Write out every line of the records below as a numbered list, skipping any blank lines. Leave the pictures out.

---+---

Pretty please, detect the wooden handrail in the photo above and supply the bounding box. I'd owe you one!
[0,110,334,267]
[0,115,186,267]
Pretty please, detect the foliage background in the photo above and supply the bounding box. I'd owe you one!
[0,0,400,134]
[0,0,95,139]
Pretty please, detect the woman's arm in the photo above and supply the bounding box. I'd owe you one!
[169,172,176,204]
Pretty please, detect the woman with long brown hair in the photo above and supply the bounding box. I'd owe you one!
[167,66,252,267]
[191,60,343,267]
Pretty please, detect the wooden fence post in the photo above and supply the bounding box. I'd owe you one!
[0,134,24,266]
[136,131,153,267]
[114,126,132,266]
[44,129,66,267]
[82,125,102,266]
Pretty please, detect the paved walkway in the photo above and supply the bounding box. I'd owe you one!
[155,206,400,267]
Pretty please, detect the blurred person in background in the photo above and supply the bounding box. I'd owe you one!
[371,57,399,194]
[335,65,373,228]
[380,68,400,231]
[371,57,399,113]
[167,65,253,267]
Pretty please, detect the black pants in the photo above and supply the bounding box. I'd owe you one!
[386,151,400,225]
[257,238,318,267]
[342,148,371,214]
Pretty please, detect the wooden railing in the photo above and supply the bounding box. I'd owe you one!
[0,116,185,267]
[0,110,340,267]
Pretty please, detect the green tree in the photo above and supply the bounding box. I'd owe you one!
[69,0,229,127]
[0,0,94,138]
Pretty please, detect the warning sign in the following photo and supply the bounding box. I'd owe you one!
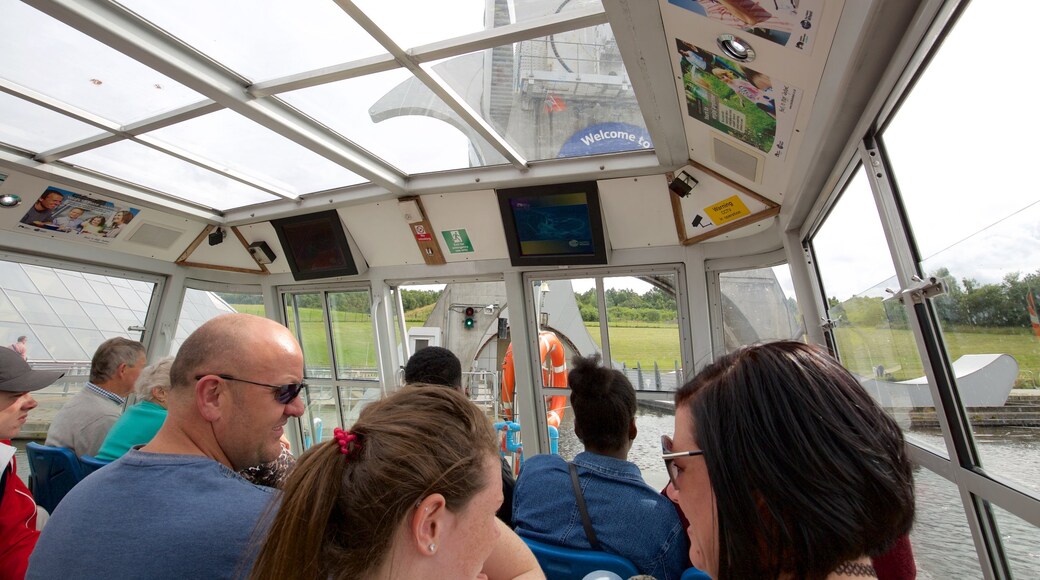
[704,195,751,226]
[412,223,434,241]
[441,230,473,254]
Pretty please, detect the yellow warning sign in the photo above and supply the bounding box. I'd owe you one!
[704,195,751,226]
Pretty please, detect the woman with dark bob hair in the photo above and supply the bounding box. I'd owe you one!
[513,354,688,579]
[661,341,914,580]
[251,386,544,580]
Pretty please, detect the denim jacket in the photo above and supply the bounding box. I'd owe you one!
[513,451,690,580]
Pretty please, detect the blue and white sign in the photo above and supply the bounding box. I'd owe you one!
[556,123,653,158]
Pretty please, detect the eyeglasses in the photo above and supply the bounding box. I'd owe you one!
[660,436,704,490]
[196,373,307,404]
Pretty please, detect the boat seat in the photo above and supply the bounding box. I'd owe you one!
[521,536,639,580]
[25,442,83,513]
[79,455,111,477]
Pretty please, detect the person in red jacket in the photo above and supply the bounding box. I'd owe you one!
[0,348,64,580]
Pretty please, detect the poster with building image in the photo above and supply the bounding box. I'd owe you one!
[675,38,802,161]
[668,0,824,54]
[19,186,139,244]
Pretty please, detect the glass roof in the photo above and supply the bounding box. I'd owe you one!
[0,0,651,214]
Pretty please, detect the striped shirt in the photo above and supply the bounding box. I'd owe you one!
[84,380,127,406]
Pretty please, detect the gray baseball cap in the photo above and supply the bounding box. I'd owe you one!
[0,346,64,393]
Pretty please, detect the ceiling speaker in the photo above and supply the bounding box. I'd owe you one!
[127,221,184,249]
[711,136,761,183]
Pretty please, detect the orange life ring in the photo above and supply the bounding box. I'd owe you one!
[502,331,567,427]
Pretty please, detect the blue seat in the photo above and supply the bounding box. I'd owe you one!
[79,455,111,477]
[522,537,640,580]
[25,442,83,513]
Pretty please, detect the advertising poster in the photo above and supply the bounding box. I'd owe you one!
[668,0,823,54]
[675,38,801,161]
[19,186,139,244]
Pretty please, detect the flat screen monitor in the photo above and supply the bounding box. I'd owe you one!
[270,210,358,280]
[497,181,607,266]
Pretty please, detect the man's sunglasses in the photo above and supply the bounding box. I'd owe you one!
[196,373,307,404]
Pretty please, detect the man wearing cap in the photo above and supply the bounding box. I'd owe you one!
[0,348,63,579]
[46,338,146,456]
[26,314,306,580]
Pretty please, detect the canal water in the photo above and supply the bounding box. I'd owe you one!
[16,407,1040,580]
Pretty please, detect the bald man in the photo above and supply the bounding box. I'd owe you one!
[26,314,306,579]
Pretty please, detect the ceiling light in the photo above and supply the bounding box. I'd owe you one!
[716,34,755,62]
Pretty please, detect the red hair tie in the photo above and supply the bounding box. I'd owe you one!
[332,427,361,455]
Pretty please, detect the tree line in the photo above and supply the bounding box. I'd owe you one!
[828,267,1040,328]
[574,288,678,322]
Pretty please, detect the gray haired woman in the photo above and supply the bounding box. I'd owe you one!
[98,357,174,462]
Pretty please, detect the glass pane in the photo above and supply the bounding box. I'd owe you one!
[0,322,41,361]
[22,266,73,298]
[49,298,95,332]
[424,24,653,160]
[812,168,945,454]
[57,271,103,305]
[989,504,1040,578]
[300,385,343,449]
[910,468,982,579]
[285,292,333,378]
[143,110,365,195]
[328,290,380,380]
[0,261,40,294]
[0,292,22,322]
[603,274,683,392]
[0,91,101,153]
[215,290,264,316]
[79,302,125,333]
[0,0,203,125]
[355,0,600,48]
[883,2,1040,489]
[170,288,243,354]
[719,266,802,352]
[121,0,386,81]
[32,324,87,361]
[7,290,61,325]
[66,141,276,210]
[280,69,490,174]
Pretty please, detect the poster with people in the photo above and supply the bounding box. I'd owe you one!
[675,38,802,161]
[19,186,139,244]
[668,0,824,54]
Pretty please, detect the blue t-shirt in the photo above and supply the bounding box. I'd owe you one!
[26,449,278,580]
[513,451,690,580]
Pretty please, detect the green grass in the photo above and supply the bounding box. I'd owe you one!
[834,327,1040,388]
[233,305,1040,388]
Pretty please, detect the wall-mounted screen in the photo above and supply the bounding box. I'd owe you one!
[497,181,607,266]
[270,210,358,280]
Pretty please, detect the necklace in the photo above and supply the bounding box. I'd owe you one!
[834,562,878,578]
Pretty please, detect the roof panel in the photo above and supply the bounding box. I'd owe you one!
[121,0,386,81]
[0,93,101,152]
[149,109,365,196]
[0,0,203,125]
[66,141,276,210]
[281,69,501,174]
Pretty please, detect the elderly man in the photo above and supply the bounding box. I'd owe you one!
[0,348,62,579]
[46,338,145,455]
[27,314,306,579]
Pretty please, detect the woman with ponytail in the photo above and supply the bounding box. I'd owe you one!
[513,354,687,578]
[251,387,544,580]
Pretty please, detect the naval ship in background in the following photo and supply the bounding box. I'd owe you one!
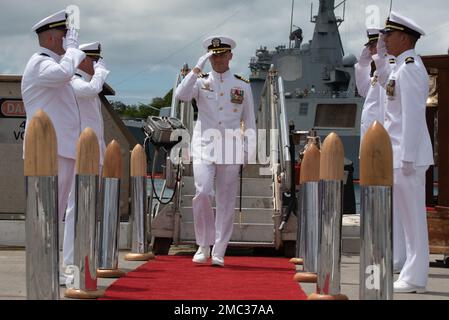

---+---

Response for this exercise
1. Pretty please, detect the wooden handrail in the photo above and supply the bounding box. I'd owe you one!
2. [0,110,334,267]
3. [0,115,186,267]
4. Pretty please, detect the foliage background in the photo above and supply the bounding box. I'd owe you one!
5. [0,0,400,134]
6. [0,0,95,139]
7. Pretty please, detect the woman's arm in the photo above and supply the bounding box. I'd owe you one!
8. [169,172,176,204]
9. Pretty please, detect the woman with long brown hair in the photo above and supply the bounding box. I'd owe you one!
10. [167,66,252,267]
11. [191,60,343,267]
12. Pretty please, detect the wooden fence post in the photo above and supply the bounding box. I'd owe you one!
13. [0,134,24,266]
14. [136,131,153,267]
15. [114,126,132,266]
16. [44,129,66,267]
17. [82,125,102,266]
18. Pretty please, detect the paved walkway in the photo above and supply the bounding box. I'd owe you one!
19. [155,206,400,267]
20. Pretty please, detect the blurred person in background in the photo above and supply the bounding box. I'd owe you one!
21. [371,57,399,194]
22. [335,65,373,228]
23. [380,68,400,231]
24. [371,57,399,113]
25. [167,65,253,267]
26. Pretty please, detect the black pants in the photo above and supply the bounding box. I'd owe you one!
27. [386,151,400,225]
28. [257,238,318,267]
29. [342,148,371,214]
30. Pretty please, detect the wooden railing in the photo above and supply the bounding box. I'd owe you one!
31. [0,116,185,267]
32. [0,110,340,267]
33. Pretty please, detect the green tree in the photo above and supply the bounding box. I'd owe you one!
34. [69,0,229,127]
35. [0,0,94,138]
36. Pretty please, detect the warning sign in the following photo and supply the bounding box. I'd owe you one!
37. [704,195,751,226]
38. [412,223,434,241]
39. [441,230,473,254]
40. Pretty please, detect the yellow warning sign in the photo above and supply the bounding box. I'd owe you one!
41. [704,195,751,226]
42. Pretty please, detect the woman with dark bob hair in the photo above and supply the bounding box. I'd owe you one!
43. [513,354,688,579]
44. [661,341,914,580]
45. [251,386,544,580]
46. Pretty please, detect the denim jacket in the photo above and supply the bounding box. I'd owe you one!
47. [513,451,690,580]
48. Pretty please, detect the blue and white sign in the photo above and supply the bounding box. I'd owe you one!
49. [556,123,653,158]
50. Pretty please, detect the eyeglasses in the photo above and supply the bounding box. I'd owe you one!
51. [660,436,704,490]
52. [196,373,307,404]
53. Pretty please, detect the boat seat in the photo above and supply the bounding box. I'd owe you one!
54. [521,536,639,580]
55. [25,442,83,513]
56. [79,455,111,477]
57. Pretty please, detect the person in red jacket in the photo above and supply the bounding box. I'd owe you one!
58. [0,348,64,580]
59. Pretty please, detect the poster with building image in the photo above and supply the bounding box. I'd owe you one!
60. [675,38,802,161]
61. [668,0,824,54]
62. [19,186,139,244]
63. Pretty please, detect the glass roof in the photo above and supply the bounding box. I'd owe you one!
64. [0,0,651,214]
65. Pretty please, detect the striped shirt in the photo above and supply the bounding box. I'd owe you one!
66. [84,380,127,406]
67. Pretty please, detect the gray baseball cap in the photo above and supply the bounding box. I'd owe you one!
68. [0,346,64,393]
69. Pretty please, detect the ceiling speaker in the photo above and supply the bounding box. I'd owe you one!
70. [127,221,184,249]
71. [711,136,761,183]
72. Pretty please, detect the orange life ring in the photo above and supply the bounding box. I'd owe you one!
73. [502,331,567,427]
74. Pretty please, detect the blue seat in the photo above and supply the bounding box. I'd owe you one!
75. [79,455,111,477]
76. [522,537,640,580]
77. [25,442,83,513]
78. Pretty please, detect the advertising poster in the photo above and supply the bounding box. I'd owe you one!
79. [668,0,823,54]
80. [675,38,801,161]
81. [19,186,139,244]
82. Pretty please, detect the flat screen monitor in the photo above and supply the bounding box. I'd owe you one!
83. [270,210,358,280]
84. [497,181,607,266]
85. Pretty please, detect the man's sunglasses in the photo above and supply the bounding box. I'd owe you one!
86. [196,373,307,404]
87. Pretty please, detect the man wearing cap in the photo above and supply the bounding box. I'd owe you one!
88. [0,348,63,579]
89. [46,338,146,456]
90. [26,314,306,580]
91. Pretty please, detect the canal water in the photo above and supply the bounding box. I'd owe you one!
92. [16,407,1040,580]
93. Pretty please, detect the bald man in the photo above and supply the bounding box. I'd owe you one!
94. [26,314,306,579]
95. Pretty please, detect the ceiling light in the photo above and supply the bounding box. I'd owe you one!
96. [716,34,755,62]
97. Pretty please, detect the red hair tie in the photo above and supply the bounding box. I'd owe you one!
98. [332,427,361,455]
99. Pretty please, detect the tree line in the photo above and supply the bounding box. I'd owe you one!
100. [828,267,1040,328]
101. [574,288,678,322]
102. Pretty please, detect the gray haired woman in the photo above and supply the bounding box. I'd owe you one!
103. [98,357,174,462]
104. Pretty please, detect the glass pane in the photo above and supply the bounding box. I'd owe you one!
105. [0,322,41,361]
106. [22,266,73,298]
107. [49,298,95,332]
108. [424,24,653,160]
109. [812,168,945,454]
110. [57,271,103,305]
111. [989,504,1040,578]
112. [300,385,343,449]
113. [910,468,982,579]
114. [285,292,333,378]
115. [143,110,365,195]
116. [328,290,380,380]
117. [0,261,40,294]
118. [0,292,22,322]
119. [603,274,683,392]
120. [0,91,101,153]
121. [215,290,264,316]
122. [79,302,125,333]
123. [0,0,203,125]
124. [355,0,600,48]
125. [883,2,1040,489]
126. [170,288,243,354]
127. [719,266,802,352]
128. [121,0,386,81]
129. [32,324,87,361]
130. [7,290,61,325]
131. [66,141,276,210]
132. [280,69,490,174]
133. Pretty please, detect the poster with people in the photo above and supply the bounding box. I'd owe you one!
134. [675,38,802,161]
135. [19,186,139,244]
136. [668,0,824,54]
137. Pretty please, detect the blue t-shirt in the photo above and supply the bounding box. I'd owe you one!
138. [26,449,278,580]
139. [513,451,690,580]
140. Pretty please, detect the green grass in the photo above and supply the bounding box. I'd owe you one!
141. [834,327,1040,388]
142. [233,305,1040,388]
143. Pretty please, detect the wall-mounted screen in the photo above and supply the bounding box. I'd owe you one!
144. [497,181,607,266]
145. [270,210,358,280]
146. Pretty please, detect the necklace in the photo above and supply the bounding box. I'd owe you one!
147. [834,562,878,578]
148. Pretty please, detect the roof panel in the photo above and supply the bounding box. I'd owe you one!
149. [121,0,386,81]
150. [0,93,101,152]
151. [149,109,365,196]
152. [0,0,203,125]
153. [66,141,276,210]
154. [281,69,501,174]
155. Pretty please, detect the elderly man in the photo above and supply the bounding box. I'd owe you one!
156. [0,348,62,579]
157. [46,338,145,455]
158. [27,314,306,579]
159. Pretty please, detect the woman with ponytail in the photo above and supply the bounding box. I'd owe you one!
160. [513,354,687,578]
161. [251,387,544,580]
162. Pretty please, detect the naval ship in background in the following photo and supply the bounding box. I'd owe you one!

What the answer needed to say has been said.